**TEXT PROVIDED:**
++++++

To Yield or Not to Yield: An Inferable Question

Posted by -

Blocks play a critical role in idiomatic Ruby code. They're a crucial part of any successful Ruby API, and the standard library shows it: from Files, and Enumerable's handy methods, to even the bytecode implementation of the def and class constructs, blocks are everywhere. Like other formal arguments, whether a method takes a block is a fundamental part of a method's API.

Unlike formal arguments, our documentation tools don't infer block argument automatically. Unlike formal arguments, when a block is required but not provided, the method will partially execute before raising an exception. Even worse, when a block is unnecessary but is provided, Ruby doesn't even notice.

The Question

The question we wish to answer is: can we statically infer how a method uses block arguments? This question has several prongs:

  1. When provided a block, will the block be executed before the method ends? 2a. If yes, how many times? (A finite union of possibly-infinite ranges is a sufficient answer) 2b. If yes, with what arities? (Again, a finite union of possibly-infinite ranges describes this well)
  2. When not provided a block, will the method attempt (and fail) to call it?
  3. Will the block be stored somewhere, so it can be called after the method ends? (formally, will the block argument escape the call)

It's important to note that these questions are relevant to any function argument passed in any language that supports it; Ruby simply brings these questions to the fore by making block use unavoidable (and awesome).

Refresher: Block Use

As a super-quick reminder, blocks are consumed by methods in one of two ways: as an explicit argument, and with yield (or both, but that's just weird. In fact, I think Laser should issue a style-level warning for that...)

If you choose yield, then you must use block_given? to check if there is a block argument:

  def foo(a, b)
    if a > b && block_given?
      yield a
    end
  end

If you use an explicit block argument, you can also just check if it is nil before calling it, as well as block_given?:

  def bar(a, b, &block)
    yield a if block
    yield b if block_given?
  end

Neither of the two methods above will raise a LocalJumpError if called without a block.

Explicit block arguments provide an important functionality, widely used in friendly Ruby APIs such as Sinatra's path handlers and Rails' filters: you can save the block, and run it later:

  class C
    def initialize
      @paths = {}
    end
    def get(path, &blk)
      @paths[path] = blk
    end
    def handle_request(path)
      @paths[path].call  # URLs are always right
    end
  end

Having the block as an argument introduces two related issues that make analysis tougher: aliasing, and escaping. It also introduces the possibility that the block is passed onto another method, but that's less of a concern: if we can analyze one call with a block, we can handle more.

For now though, we turn our attention to the easier case: yield.

++++++

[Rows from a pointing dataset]
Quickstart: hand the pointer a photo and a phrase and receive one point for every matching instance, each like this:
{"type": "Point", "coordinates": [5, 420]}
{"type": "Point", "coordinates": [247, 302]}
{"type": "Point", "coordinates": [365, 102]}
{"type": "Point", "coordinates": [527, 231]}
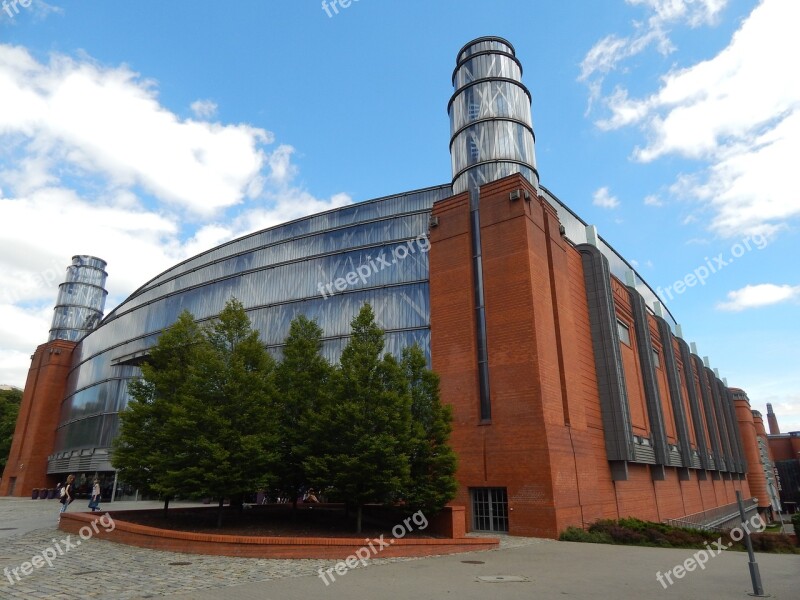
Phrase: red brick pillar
{"type": "Point", "coordinates": [38, 418]}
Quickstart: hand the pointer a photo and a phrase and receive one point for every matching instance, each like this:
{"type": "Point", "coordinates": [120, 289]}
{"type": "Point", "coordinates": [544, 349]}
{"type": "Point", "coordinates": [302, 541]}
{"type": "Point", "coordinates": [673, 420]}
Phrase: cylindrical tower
{"type": "Point", "coordinates": [491, 132]}
{"type": "Point", "coordinates": [81, 299]}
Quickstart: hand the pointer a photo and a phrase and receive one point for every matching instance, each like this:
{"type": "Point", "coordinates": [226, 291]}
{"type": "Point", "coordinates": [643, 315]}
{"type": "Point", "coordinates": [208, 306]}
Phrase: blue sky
{"type": "Point", "coordinates": [147, 132]}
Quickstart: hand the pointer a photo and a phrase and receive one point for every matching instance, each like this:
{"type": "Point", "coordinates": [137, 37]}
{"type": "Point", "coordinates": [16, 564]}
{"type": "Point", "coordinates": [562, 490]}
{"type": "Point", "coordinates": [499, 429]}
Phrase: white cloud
{"type": "Point", "coordinates": [739, 114]}
{"type": "Point", "coordinates": [204, 109]}
{"type": "Point", "coordinates": [92, 163]}
{"type": "Point", "coordinates": [603, 198]}
{"type": "Point", "coordinates": [609, 52]}
{"type": "Point", "coordinates": [109, 121]}
{"type": "Point", "coordinates": [653, 200]}
{"type": "Point", "coordinates": [755, 296]}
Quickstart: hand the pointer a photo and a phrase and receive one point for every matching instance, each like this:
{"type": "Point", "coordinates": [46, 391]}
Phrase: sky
{"type": "Point", "coordinates": [146, 132]}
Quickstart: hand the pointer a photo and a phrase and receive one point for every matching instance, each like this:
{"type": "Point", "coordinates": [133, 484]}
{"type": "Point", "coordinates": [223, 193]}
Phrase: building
{"type": "Point", "coordinates": [784, 453]}
{"type": "Point", "coordinates": [575, 396]}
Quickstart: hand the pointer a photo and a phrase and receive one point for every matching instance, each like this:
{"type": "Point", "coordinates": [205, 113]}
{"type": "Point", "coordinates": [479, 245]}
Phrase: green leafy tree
{"type": "Point", "coordinates": [146, 451]}
{"type": "Point", "coordinates": [9, 409]}
{"type": "Point", "coordinates": [229, 417]}
{"type": "Point", "coordinates": [302, 380]}
{"type": "Point", "coordinates": [433, 462]}
{"type": "Point", "coordinates": [200, 423]}
{"type": "Point", "coordinates": [361, 436]}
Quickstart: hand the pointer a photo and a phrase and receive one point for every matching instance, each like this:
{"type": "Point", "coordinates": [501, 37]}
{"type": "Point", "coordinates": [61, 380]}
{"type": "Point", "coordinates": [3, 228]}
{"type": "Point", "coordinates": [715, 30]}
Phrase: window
{"type": "Point", "coordinates": [489, 509]}
{"type": "Point", "coordinates": [624, 333]}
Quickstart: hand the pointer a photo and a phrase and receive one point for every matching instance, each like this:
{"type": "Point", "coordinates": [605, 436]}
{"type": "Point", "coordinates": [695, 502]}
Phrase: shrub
{"type": "Point", "coordinates": [576, 534]}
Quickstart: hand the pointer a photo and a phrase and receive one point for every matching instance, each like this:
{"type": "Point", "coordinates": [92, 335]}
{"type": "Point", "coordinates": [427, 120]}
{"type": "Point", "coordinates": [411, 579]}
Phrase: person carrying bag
{"type": "Point", "coordinates": [94, 501]}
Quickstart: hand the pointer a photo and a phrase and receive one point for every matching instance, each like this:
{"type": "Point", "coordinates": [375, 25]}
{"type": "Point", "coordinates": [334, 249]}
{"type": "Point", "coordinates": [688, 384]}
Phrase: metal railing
{"type": "Point", "coordinates": [719, 518]}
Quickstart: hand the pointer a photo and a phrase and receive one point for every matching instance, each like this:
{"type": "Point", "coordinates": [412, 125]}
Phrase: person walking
{"type": "Point", "coordinates": [67, 495]}
{"type": "Point", "coordinates": [94, 502]}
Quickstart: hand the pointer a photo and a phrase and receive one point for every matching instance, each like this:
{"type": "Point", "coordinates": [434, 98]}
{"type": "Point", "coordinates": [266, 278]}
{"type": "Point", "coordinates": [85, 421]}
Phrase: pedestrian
{"type": "Point", "coordinates": [67, 495]}
{"type": "Point", "coordinates": [94, 502]}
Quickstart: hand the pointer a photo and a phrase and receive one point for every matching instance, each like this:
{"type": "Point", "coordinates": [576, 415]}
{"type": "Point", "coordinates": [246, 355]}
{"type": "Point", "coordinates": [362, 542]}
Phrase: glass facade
{"type": "Point", "coordinates": [325, 266]}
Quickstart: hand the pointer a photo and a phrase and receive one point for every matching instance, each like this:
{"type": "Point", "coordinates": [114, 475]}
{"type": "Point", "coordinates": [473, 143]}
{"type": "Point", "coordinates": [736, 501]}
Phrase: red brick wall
{"type": "Point", "coordinates": [38, 418]}
{"type": "Point", "coordinates": [545, 442]}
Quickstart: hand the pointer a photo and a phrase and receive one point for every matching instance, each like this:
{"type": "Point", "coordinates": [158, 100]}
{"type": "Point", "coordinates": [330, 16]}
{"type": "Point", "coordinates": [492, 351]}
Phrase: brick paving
{"type": "Point", "coordinates": [101, 569]}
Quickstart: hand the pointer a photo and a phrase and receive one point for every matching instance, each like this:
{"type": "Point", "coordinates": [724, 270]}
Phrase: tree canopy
{"type": "Point", "coordinates": [214, 416]}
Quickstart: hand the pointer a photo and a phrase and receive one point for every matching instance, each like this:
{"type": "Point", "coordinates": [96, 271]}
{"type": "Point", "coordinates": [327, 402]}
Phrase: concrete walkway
{"type": "Point", "coordinates": [547, 569]}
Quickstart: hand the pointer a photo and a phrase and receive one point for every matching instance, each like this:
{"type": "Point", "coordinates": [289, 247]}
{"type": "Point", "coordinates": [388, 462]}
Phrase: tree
{"type": "Point", "coordinates": [9, 409]}
{"type": "Point", "coordinates": [302, 380]}
{"type": "Point", "coordinates": [146, 451]}
{"type": "Point", "coordinates": [433, 462]}
{"type": "Point", "coordinates": [200, 423]}
{"type": "Point", "coordinates": [361, 436]}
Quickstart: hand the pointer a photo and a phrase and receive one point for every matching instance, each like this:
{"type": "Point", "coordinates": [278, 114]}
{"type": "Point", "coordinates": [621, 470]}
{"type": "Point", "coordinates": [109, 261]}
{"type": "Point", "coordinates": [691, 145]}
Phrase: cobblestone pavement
{"type": "Point", "coordinates": [102, 569]}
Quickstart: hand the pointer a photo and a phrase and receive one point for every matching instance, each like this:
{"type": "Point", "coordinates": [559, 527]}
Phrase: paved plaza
{"type": "Point", "coordinates": [521, 568]}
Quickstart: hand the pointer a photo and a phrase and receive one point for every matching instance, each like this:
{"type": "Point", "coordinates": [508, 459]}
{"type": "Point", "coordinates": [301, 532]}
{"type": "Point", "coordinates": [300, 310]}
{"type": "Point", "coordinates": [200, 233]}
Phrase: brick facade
{"type": "Point", "coordinates": [545, 442]}
{"type": "Point", "coordinates": [37, 421]}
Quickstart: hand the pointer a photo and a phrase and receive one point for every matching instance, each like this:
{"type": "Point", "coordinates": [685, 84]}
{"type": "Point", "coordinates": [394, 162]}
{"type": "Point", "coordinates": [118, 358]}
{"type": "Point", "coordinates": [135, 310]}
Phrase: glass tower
{"type": "Point", "coordinates": [81, 299]}
{"type": "Point", "coordinates": [491, 135]}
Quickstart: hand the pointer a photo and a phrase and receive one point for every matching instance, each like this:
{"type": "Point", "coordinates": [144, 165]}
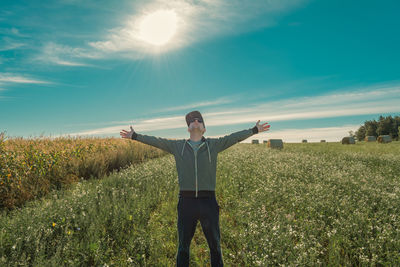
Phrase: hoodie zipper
{"type": "Point", "coordinates": [195, 164]}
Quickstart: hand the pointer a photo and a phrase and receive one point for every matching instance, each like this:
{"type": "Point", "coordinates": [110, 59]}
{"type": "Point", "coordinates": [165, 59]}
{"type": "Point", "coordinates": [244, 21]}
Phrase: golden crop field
{"type": "Point", "coordinates": [30, 168]}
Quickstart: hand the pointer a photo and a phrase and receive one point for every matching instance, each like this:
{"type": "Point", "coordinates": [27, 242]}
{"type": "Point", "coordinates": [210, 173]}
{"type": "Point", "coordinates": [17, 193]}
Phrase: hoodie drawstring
{"type": "Point", "coordinates": [209, 157]}
{"type": "Point", "coordinates": [208, 149]}
{"type": "Point", "coordinates": [183, 147]}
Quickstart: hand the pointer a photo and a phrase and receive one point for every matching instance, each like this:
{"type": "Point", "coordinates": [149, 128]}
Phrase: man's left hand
{"type": "Point", "coordinates": [263, 127]}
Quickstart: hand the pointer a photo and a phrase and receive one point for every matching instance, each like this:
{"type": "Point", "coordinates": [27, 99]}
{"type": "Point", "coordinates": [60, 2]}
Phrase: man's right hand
{"type": "Point", "coordinates": [126, 134]}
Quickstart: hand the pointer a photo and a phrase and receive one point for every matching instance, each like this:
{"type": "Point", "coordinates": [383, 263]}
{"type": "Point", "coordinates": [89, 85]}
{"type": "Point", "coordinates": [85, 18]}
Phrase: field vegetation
{"type": "Point", "coordinates": [30, 168]}
{"type": "Point", "coordinates": [307, 204]}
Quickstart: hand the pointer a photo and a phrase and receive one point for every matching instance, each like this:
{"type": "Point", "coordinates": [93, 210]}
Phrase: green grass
{"type": "Point", "coordinates": [308, 204]}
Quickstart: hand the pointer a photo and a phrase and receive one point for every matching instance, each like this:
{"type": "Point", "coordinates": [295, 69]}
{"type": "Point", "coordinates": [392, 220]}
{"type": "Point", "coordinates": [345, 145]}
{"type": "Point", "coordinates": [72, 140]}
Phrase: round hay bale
{"type": "Point", "coordinates": [384, 139]}
{"type": "Point", "coordinates": [348, 140]}
{"type": "Point", "coordinates": [275, 143]}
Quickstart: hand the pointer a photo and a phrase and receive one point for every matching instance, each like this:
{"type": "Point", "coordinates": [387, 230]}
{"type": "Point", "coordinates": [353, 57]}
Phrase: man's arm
{"type": "Point", "coordinates": [162, 143]}
{"type": "Point", "coordinates": [229, 140]}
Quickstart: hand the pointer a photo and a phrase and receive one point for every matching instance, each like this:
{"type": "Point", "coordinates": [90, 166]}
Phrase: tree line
{"type": "Point", "coordinates": [383, 126]}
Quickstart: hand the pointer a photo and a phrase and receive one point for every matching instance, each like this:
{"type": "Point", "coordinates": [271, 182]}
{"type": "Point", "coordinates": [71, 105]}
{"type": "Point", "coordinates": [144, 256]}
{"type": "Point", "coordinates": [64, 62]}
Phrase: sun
{"type": "Point", "coordinates": [159, 27]}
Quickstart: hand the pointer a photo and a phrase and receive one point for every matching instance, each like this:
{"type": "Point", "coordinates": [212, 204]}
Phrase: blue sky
{"type": "Point", "coordinates": [312, 69]}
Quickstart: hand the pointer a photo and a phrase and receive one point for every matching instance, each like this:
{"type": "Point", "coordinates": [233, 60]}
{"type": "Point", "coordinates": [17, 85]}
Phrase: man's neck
{"type": "Point", "coordinates": [195, 137]}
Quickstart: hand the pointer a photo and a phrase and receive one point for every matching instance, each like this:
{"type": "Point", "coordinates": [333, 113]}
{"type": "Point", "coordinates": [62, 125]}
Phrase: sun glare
{"type": "Point", "coordinates": [159, 27]}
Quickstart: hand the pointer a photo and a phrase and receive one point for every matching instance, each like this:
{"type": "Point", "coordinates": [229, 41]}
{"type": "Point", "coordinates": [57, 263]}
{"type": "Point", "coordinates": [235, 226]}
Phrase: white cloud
{"type": "Point", "coordinates": [65, 55]}
{"type": "Point", "coordinates": [220, 101]}
{"type": "Point", "coordinates": [12, 78]}
{"type": "Point", "coordinates": [10, 44]}
{"type": "Point", "coordinates": [197, 20]}
{"type": "Point", "coordinates": [370, 100]}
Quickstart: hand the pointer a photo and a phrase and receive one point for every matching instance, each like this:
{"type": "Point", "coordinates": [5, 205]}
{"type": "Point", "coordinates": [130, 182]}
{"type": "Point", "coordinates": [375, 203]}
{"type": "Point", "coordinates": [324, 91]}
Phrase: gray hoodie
{"type": "Point", "coordinates": [196, 170]}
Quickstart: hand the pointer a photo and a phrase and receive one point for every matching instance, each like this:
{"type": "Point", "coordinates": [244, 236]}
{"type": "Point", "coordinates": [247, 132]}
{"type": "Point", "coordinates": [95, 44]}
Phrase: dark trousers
{"type": "Point", "coordinates": [206, 210]}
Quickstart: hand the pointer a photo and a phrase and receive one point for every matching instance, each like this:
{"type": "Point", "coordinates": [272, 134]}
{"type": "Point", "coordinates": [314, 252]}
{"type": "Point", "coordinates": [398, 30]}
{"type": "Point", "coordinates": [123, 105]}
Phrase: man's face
{"type": "Point", "coordinates": [196, 126]}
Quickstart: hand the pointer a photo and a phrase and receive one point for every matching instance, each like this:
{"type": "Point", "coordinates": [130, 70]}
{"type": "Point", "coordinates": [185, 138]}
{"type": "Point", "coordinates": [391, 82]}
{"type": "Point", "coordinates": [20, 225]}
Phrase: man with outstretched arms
{"type": "Point", "coordinates": [196, 164]}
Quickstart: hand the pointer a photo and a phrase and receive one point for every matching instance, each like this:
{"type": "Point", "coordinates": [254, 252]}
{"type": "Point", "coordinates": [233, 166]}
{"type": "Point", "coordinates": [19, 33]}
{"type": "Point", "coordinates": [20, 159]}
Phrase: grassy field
{"type": "Point", "coordinates": [308, 204]}
{"type": "Point", "coordinates": [31, 168]}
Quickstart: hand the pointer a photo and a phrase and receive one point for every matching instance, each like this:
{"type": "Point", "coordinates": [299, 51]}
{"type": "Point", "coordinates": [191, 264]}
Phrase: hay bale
{"type": "Point", "coordinates": [348, 140]}
{"type": "Point", "coordinates": [370, 139]}
{"type": "Point", "coordinates": [384, 139]}
{"type": "Point", "coordinates": [275, 143]}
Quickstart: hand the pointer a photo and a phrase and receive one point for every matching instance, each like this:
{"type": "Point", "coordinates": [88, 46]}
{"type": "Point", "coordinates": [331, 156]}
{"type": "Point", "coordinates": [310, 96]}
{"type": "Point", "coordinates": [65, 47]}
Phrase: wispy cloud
{"type": "Point", "coordinates": [369, 100]}
{"type": "Point", "coordinates": [12, 78]}
{"type": "Point", "coordinates": [65, 55]}
{"type": "Point", "coordinates": [197, 20]}
{"type": "Point", "coordinates": [220, 101]}
{"type": "Point", "coordinates": [10, 44]}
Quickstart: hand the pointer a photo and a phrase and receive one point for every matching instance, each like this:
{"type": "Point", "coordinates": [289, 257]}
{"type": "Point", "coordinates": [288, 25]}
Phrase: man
{"type": "Point", "coordinates": [196, 163]}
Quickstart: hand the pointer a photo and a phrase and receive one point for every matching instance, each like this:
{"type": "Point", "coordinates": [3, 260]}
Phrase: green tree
{"type": "Point", "coordinates": [385, 125]}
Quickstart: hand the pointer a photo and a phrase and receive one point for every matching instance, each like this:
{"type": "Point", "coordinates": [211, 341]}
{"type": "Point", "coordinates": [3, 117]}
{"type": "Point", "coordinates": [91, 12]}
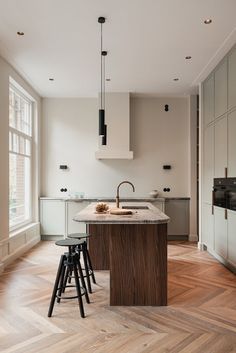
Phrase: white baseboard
{"type": "Point", "coordinates": [193, 237]}
{"type": "Point", "coordinates": [200, 246]}
{"type": "Point", "coordinates": [15, 246]}
{"type": "Point", "coordinates": [20, 251]}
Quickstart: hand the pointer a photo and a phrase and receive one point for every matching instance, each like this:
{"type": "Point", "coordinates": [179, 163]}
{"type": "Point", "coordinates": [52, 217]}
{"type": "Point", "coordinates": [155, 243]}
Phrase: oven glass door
{"type": "Point", "coordinates": [231, 199]}
{"type": "Point", "coordinates": [220, 196]}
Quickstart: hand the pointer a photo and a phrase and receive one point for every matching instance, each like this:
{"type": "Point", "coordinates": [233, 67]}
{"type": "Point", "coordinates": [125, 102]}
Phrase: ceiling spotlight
{"type": "Point", "coordinates": [207, 21]}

++++++

**TASKS TO COMPLETE:**
(a) Answer each question from the Ruby blocks article, one per line:
(i) Which exception will neither of the two methods named foo and bar raise if called without a block?
(ii) Which two Ruby APIs are cited as widely using explicit block arguments?
(iii) What two related issues does having the block as an argument introduce?
(b) Update a passage of the Ruby blocks article by replacing "blk" with "handler". Begin at the words "def bar(a, b, &block)" and stop after "def get(path, &blk)".
The items have no connection to the Ruby blocks article.

**SOLUTIONS TO THE PROBLEMS:**
(a)
(i) A LocalJumpError.
(ii) Sinatra's path handlers and Rails' filters.
(iii) Aliasing and escaping.

(b)
def bar(a, b, &block)
    yield a if block
    yield b if block_given?
  end

Neither of the two methods above will raise a LocalJumpError if called without a block.

Explicit block arguments provide an important functionality, widely used in friendly Ruby APIs such as Sinatra's path handlers and Rails' filters: you can save the block, and run it later:

  class C
    def initialize
      @paths = {}
    end
    def get(path, &handler)